- **PROBLEM DETAILS**:
Transcribe each line of the records below exactly, excluding any embedded images.

- **RECORDS SUPPLIED**:
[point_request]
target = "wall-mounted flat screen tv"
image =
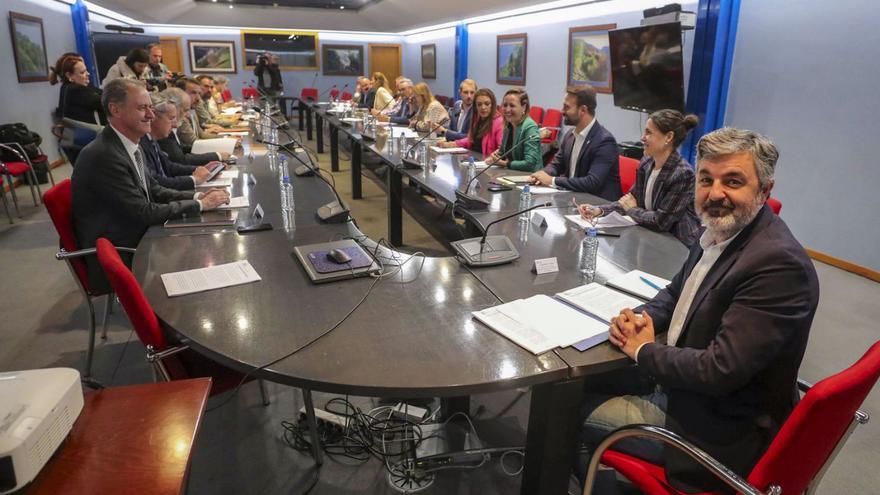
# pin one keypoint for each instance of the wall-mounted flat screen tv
(647, 67)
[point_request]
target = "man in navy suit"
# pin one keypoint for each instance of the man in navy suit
(461, 113)
(736, 316)
(587, 160)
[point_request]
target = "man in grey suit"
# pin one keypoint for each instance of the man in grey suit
(737, 317)
(113, 194)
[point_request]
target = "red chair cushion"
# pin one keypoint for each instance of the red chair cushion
(16, 168)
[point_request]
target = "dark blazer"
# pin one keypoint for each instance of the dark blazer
(109, 200)
(597, 170)
(176, 152)
(167, 173)
(453, 132)
(673, 199)
(731, 378)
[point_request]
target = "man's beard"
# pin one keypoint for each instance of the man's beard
(730, 221)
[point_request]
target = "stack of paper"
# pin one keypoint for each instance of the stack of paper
(212, 277)
(639, 283)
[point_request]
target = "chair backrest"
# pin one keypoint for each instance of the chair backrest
(553, 118)
(628, 168)
(130, 295)
(816, 426)
(309, 94)
(537, 114)
(59, 204)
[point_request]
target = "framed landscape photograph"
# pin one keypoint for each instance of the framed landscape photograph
(343, 60)
(512, 51)
(28, 47)
(429, 61)
(216, 57)
(589, 57)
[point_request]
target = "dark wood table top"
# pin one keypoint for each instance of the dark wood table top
(133, 440)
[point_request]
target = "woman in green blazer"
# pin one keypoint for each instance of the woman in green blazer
(521, 133)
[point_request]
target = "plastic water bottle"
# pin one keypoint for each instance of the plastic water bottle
(587, 255)
(525, 201)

- **RESPONSE TO THE TASK**:
[point_request]
target = "wall-mounted flat screen tv"
image =
# pin one keypoint for each instance of the wall-mounted flat screen tv
(647, 67)
[point_request]
target = "man in navy suit"
# pin one keypoint for each instance of the man in navy suit
(461, 113)
(736, 316)
(587, 160)
[point_request]
target = "man in grey suit"
# pin one keypoint for each instance of the man in grey suit
(737, 317)
(113, 194)
[point_request]
target = "red chair cushion"
# pin one keypoint for each instance of the red chair cushion
(16, 168)
[point_request]
target = "dark blazer"
# pin one keypoint for each instance of the dark blazer
(109, 200)
(597, 170)
(176, 152)
(167, 173)
(453, 132)
(673, 199)
(731, 378)
[point_request]
target = "man's beard"
# pin one keypoint for each instance of the man's beard
(730, 221)
[point_request]
target = "stack of paper"
# pin one keypoint for each instance of the stack of paper
(212, 277)
(639, 283)
[point_request]
target = "chair backrest"
# pin one keypoint for each instance of the chair backrest
(553, 118)
(628, 168)
(130, 295)
(816, 426)
(309, 94)
(537, 114)
(59, 204)
[point_request]
target = "framed landscape photograph"
# pin one keypoint for each instance of the framed landscape photograph
(343, 60)
(512, 51)
(28, 47)
(429, 61)
(216, 57)
(589, 57)
[point_request]
target = "dark wood table top"
# pin one keypoint for each instance of the dark wood table top
(133, 440)
[point_request]
target = "woman in green blazer"
# pin one keypoint for each instance of the woman in green blazer
(521, 133)
[point_request]
target = "plastic water bottle"
# pin one keypoint for each instance of the plastic water bottle
(587, 255)
(525, 201)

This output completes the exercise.